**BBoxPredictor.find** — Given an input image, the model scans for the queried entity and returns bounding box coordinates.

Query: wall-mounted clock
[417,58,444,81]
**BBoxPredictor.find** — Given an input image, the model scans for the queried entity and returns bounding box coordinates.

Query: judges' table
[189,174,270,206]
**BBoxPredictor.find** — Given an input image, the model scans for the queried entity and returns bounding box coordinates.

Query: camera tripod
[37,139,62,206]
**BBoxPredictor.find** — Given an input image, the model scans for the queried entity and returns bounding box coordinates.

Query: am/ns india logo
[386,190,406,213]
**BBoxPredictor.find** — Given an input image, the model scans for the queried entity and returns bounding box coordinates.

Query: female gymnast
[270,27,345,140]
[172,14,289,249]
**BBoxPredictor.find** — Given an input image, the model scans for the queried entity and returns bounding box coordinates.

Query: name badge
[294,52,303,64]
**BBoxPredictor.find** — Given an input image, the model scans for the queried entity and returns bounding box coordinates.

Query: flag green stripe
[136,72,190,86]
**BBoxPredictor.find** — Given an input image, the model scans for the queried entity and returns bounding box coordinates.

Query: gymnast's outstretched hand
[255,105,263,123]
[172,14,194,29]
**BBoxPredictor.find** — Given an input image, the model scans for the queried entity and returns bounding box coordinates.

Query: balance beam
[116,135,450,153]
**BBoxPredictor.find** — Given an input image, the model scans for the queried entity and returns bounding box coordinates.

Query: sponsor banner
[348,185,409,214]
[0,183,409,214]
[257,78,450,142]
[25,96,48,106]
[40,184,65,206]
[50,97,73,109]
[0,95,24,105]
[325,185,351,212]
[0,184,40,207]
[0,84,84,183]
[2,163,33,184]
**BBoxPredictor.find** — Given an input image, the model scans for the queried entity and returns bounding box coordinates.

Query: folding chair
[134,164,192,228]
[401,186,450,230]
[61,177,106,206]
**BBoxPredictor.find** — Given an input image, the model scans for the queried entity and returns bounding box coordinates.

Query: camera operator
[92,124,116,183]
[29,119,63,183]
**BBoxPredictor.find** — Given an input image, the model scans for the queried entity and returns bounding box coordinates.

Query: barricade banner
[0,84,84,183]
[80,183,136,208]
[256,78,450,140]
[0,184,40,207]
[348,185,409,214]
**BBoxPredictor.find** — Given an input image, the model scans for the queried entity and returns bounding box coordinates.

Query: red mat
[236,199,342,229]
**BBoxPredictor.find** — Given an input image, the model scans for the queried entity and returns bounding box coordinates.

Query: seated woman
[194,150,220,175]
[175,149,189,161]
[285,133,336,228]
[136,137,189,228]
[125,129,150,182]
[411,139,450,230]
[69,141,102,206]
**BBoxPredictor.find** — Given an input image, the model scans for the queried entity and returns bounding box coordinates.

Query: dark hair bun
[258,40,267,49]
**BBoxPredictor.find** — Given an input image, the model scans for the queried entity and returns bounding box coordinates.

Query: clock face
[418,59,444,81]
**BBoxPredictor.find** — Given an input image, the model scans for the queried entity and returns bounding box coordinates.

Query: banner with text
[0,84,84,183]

Written exercise: Arrange the records as a two-column CSV with the headers input and output, starting at the beginning of the records and stopping after the line that contains "[386,190,406,213]". Give one row per record, with its text in input and its answer in output, each in a single quoted field with line breaks replaced by spaces.

Written answer:
input,output
"**BBoxPredictor.find** — Given an input image, the model scans for the queried entity and returns bounding box coordinates. Query: wall-mounted clock","[417,58,444,81]"
"**BBoxPredictor.find** — Given an input image, the model scans for the queried entity and returns bounding box coordinates. Query: judges' table","[189,174,270,206]"
"**BBoxPredictor.find** — Given an input image, the model scans for the queried entity and returns bounding box coordinates. Query: camera tripod","[37,139,62,206]"
"**BBoxPredictor.find** — Given an input image, the model scans for the queried entity and returns bounding box coordinates. Query: am/ns india logo","[386,190,406,213]"